Material provided Start Marker

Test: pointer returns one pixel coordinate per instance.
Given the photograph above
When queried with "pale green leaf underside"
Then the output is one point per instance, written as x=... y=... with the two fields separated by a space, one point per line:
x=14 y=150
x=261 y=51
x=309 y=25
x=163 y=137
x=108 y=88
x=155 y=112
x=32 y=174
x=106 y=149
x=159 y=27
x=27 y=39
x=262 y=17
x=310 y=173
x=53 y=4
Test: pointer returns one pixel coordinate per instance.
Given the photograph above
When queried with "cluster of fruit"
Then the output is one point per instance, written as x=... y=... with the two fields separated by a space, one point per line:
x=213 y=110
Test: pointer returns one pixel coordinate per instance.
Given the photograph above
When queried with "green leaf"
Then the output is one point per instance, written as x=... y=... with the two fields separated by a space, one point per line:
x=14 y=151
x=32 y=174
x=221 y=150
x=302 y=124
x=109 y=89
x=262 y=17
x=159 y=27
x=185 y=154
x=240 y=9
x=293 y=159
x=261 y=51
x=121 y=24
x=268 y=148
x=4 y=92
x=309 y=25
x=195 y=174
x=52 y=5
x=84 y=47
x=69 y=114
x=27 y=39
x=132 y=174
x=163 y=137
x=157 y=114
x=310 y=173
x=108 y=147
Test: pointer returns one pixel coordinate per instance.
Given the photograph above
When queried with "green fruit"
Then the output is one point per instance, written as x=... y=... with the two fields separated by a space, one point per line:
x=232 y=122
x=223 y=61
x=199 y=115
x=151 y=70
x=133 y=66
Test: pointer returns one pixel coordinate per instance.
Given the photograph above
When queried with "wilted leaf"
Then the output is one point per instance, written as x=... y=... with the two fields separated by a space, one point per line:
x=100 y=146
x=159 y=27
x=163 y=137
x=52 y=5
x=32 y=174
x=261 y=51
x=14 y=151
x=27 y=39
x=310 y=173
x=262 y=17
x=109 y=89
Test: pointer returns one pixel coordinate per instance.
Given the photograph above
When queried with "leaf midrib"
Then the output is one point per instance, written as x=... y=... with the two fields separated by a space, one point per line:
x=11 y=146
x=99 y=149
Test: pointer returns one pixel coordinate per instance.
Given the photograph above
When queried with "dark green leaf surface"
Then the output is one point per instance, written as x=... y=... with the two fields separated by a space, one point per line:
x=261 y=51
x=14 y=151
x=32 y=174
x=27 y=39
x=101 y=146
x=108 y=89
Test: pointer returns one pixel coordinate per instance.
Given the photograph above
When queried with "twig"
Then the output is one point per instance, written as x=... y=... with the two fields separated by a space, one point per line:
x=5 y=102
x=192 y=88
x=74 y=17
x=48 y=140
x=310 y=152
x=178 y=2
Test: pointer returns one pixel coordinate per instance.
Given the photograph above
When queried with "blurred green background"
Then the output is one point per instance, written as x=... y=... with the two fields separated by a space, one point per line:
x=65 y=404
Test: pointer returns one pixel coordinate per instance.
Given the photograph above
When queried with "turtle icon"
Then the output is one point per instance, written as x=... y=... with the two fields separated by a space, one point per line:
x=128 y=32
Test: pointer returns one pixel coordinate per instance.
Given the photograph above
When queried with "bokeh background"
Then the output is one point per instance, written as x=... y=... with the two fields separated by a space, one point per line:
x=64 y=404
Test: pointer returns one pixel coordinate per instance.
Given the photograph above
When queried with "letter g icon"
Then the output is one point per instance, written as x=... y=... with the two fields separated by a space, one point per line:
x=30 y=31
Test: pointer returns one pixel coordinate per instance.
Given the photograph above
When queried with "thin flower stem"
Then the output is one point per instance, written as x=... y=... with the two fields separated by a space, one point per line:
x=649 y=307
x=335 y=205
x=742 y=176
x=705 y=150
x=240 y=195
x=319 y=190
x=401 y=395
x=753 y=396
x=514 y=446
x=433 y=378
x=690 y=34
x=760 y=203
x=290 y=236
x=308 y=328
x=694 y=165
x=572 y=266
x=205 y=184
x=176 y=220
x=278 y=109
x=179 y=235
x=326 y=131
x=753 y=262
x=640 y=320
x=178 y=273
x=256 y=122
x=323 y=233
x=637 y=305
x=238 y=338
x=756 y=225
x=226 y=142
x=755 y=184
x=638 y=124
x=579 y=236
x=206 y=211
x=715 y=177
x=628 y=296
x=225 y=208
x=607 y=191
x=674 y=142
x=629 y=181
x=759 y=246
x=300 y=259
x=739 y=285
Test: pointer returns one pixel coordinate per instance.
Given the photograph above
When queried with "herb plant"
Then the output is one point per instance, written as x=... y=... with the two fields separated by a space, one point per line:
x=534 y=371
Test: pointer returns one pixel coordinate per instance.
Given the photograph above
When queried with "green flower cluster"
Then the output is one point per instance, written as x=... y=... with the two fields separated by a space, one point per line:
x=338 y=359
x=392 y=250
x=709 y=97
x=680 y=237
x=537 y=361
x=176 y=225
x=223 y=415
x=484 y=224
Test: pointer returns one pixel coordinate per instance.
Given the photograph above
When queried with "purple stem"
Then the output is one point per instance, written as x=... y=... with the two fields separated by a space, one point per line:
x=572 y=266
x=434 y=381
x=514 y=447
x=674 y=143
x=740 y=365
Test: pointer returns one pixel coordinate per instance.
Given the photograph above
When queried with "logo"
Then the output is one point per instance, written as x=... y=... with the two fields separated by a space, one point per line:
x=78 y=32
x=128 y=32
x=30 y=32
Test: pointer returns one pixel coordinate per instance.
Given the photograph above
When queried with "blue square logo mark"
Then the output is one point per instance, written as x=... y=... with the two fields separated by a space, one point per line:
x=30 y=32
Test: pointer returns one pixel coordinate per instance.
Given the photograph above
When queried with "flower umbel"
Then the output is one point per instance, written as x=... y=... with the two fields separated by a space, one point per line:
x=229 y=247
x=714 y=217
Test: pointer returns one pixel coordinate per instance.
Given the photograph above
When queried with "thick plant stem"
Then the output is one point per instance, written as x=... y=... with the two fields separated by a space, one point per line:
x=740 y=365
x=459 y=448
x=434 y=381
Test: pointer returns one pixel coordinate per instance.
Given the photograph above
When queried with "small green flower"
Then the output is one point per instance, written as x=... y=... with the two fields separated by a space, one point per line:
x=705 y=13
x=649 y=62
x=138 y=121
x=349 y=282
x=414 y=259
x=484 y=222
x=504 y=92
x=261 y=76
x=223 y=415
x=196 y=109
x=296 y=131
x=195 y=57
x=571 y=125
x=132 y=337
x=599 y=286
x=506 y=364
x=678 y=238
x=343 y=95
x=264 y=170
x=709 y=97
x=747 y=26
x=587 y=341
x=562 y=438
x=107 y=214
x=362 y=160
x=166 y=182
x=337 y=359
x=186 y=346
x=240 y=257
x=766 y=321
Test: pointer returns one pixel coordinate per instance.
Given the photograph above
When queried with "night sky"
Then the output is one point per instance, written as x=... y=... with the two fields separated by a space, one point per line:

Material provided End Marker

■ **Exercise**
An exact reproduction of the material above is required.

■ **Exercise answer**
Test: pointer returns one pixel coordinate per instance.
Given the photograph above
When queried with "pale green leaf underside"
Then the output is one point per instance, written as x=... y=... with the two fields separated by a space, one point per line:
x=14 y=150
x=261 y=51
x=309 y=25
x=163 y=137
x=108 y=88
x=155 y=112
x=32 y=174
x=106 y=149
x=159 y=27
x=27 y=39
x=262 y=17
x=310 y=173
x=53 y=4
Test: pointer returns one pixel coordinate per instance.
Given the photograph above
When queried with "cluster of fruit"
Then the output is one point per instance, written as x=... y=... with the two fields separated by a space, one point per line:
x=213 y=110
Test: pointer returns one pixel coordinate per instance.
Given the photograph above
When queried with "green leaf"
Then the output is one point per instance, written as x=... y=... with the two fields separated by a space, one point per line:
x=14 y=151
x=32 y=174
x=221 y=150
x=302 y=124
x=109 y=89
x=262 y=17
x=159 y=27
x=185 y=154
x=240 y=9
x=293 y=159
x=261 y=51
x=121 y=24
x=268 y=148
x=4 y=92
x=309 y=25
x=195 y=174
x=52 y=5
x=84 y=47
x=69 y=114
x=27 y=39
x=132 y=174
x=163 y=137
x=157 y=114
x=310 y=173
x=108 y=147
Test: pointer returns one pixel coordinate per instance.
Given the photograph above
When queried with "green fruit"
Then the output is one point per instance, written as x=... y=... with the two fields separated by a space, one point per line:
x=232 y=122
x=223 y=61
x=199 y=115
x=151 y=70
x=133 y=66
Test: pointer returns one pixel coordinate per instance.
Given the photograph above
When queried with "wilted leaf"
Then the output is one point per instance, written as x=... y=... with the two fields separated by a space, one point per line:
x=100 y=146
x=159 y=27
x=163 y=137
x=52 y=5
x=32 y=174
x=261 y=51
x=14 y=151
x=27 y=39
x=310 y=173
x=262 y=17
x=109 y=89
Test: pointer returns one pixel coordinate per instance.
Given the photograph above
When queried with "leaf midrib"
Then the output is one point per instance, written as x=... y=... with the two fields separated by a space, one point per line:
x=11 y=146
x=99 y=149
Test: pointer returns one pixel coordinate per instance.
Given the photograph above
When queried with "dark green leaf surface"
Then the output is one point per instance, written as x=... y=... with the two fields separated by a space, one point per line:
x=261 y=51
x=14 y=151
x=32 y=174
x=27 y=39
x=101 y=146
x=108 y=89
Test: pointer returns one pixel coordinate per instance.
Given the photograph above
When queried with "twig"
Then the output is one point per instance, written as x=... y=... with the two fields separated by a space, one point per line:
x=5 y=102
x=192 y=88
x=74 y=17
x=48 y=140
x=310 y=152
x=178 y=2
Test: pointer returns one pixel coordinate per instance.
Given the photograph above
When queried with "blurred green background"
Then the output is one point per instance, written as x=... y=... with the two fields separated by a space, one point per line:
x=65 y=404
Test: pointer returns one pixel coordinate per instance.
Given the photograph above
When queried with "turtle icon"
Then the output is one point per instance, written as x=... y=... with the two fields separated by a space, one point per line:
x=128 y=32
Test: pointer returns one pixel coordinate per instance.
Given the photograph above
When queried with "bokeh background"
Then the output is one point per instance, written as x=... y=... with the two fields separated by a space, one point per line:
x=64 y=404
Test: pointer returns one pixel coordinate per instance.
Given the photograph above
When queried with "letter g icon"
Then the output is one point per instance, written as x=... y=... with the two fields separated by a space, one point per line:
x=30 y=31
Test: pointer returns one pixel coordinate per instance.
Given the photograph above
When queried with "thin flower stem"
Then the output is one point per instance, written as x=... y=... with the two fields separated by a space, one point per line:
x=649 y=307
x=335 y=205
x=742 y=176
x=705 y=150
x=240 y=195
x=319 y=190
x=401 y=395
x=753 y=396
x=514 y=446
x=433 y=378
x=690 y=34
x=760 y=203
x=290 y=236
x=308 y=328
x=694 y=165
x=572 y=266
x=205 y=184
x=176 y=220
x=278 y=109
x=179 y=235
x=326 y=131
x=753 y=262
x=640 y=320
x=178 y=273
x=256 y=122
x=323 y=233
x=637 y=305
x=238 y=338
x=756 y=225
x=226 y=142
x=755 y=184
x=638 y=124
x=579 y=236
x=206 y=211
x=715 y=177
x=628 y=296
x=225 y=208
x=607 y=191
x=674 y=142
x=629 y=181
x=759 y=246
x=300 y=259
x=739 y=285
Test: pointer returns one pixel coordinate per instance.
Given the photograph above
When queried with "herb plant"
Then the output is one point per instance, written as x=... y=... with the two fields separated by a space, one point per line:
x=534 y=371
Test: pointer returns one pixel coordinate per instance.
Given the photograph above
When queried with "green flower cluster"
Then the output is one point per instance, written as x=... y=... with the two fields separated by a space, one point per line:
x=338 y=359
x=392 y=250
x=709 y=97
x=680 y=237
x=537 y=361
x=176 y=225
x=223 y=415
x=484 y=224
Test: pointer returns one pixel coordinate per instance.
Given the photograph above
When queried with "purple stem"
Then the output is one point per instance, written as x=... y=... with the two fields separated by a space, one point per line:
x=572 y=266
x=434 y=381
x=514 y=447
x=674 y=143
x=740 y=365
Test: pointer returns one pixel coordinate per instance.
Given the photograph above
When queried with "logo"
Then the output is one point per instance, written as x=... y=... with the two fields separated by a space, one point per line:
x=78 y=32
x=128 y=32
x=30 y=32
Test: pointer returns one pixel coordinate per instance.
Given the photograph above
When queried with "blue square logo mark"
Then the output is one point per instance, written as x=... y=... with the two fields separated by a space, one point per line:
x=30 y=32
Test: pointer returns one pixel coordinate per instance.
Given the photograph above
When queried with "flower umbel"
Then the output is one point per instance, written as x=... y=... with the two fields separated by a space, one point per line:
x=229 y=247
x=714 y=217
Test: pointer returns one pixel coordinate per instance.
Given the photograph above
When queried with "thick plant stem"
Then the output is one point per instance, written as x=... y=... with the two fields separated by a space, one point per line:
x=740 y=365
x=459 y=448
x=434 y=381
Test: pointer returns one pixel coordinate per instance.
Given the photograph above
When queried with "small green flower"
Then the output is one point per instance, written as x=... y=... with the two fields separated by a space, one point per line:
x=705 y=13
x=649 y=62
x=138 y=121
x=349 y=282
x=414 y=259
x=484 y=222
x=504 y=92
x=261 y=76
x=223 y=415
x=196 y=109
x=296 y=131
x=195 y=57
x=571 y=125
x=132 y=337
x=599 y=286
x=506 y=364
x=678 y=238
x=343 y=95
x=264 y=170
x=709 y=97
x=747 y=26
x=587 y=341
x=562 y=438
x=107 y=214
x=362 y=160
x=166 y=182
x=337 y=359
x=186 y=346
x=240 y=257
x=766 y=321
Test: pointer returns one pixel coordinate per instance.
Given the photograph above
When queried with "night sky"
Then the output is one point per instance, written as x=... y=... with the two fields separated by a space, one point per line:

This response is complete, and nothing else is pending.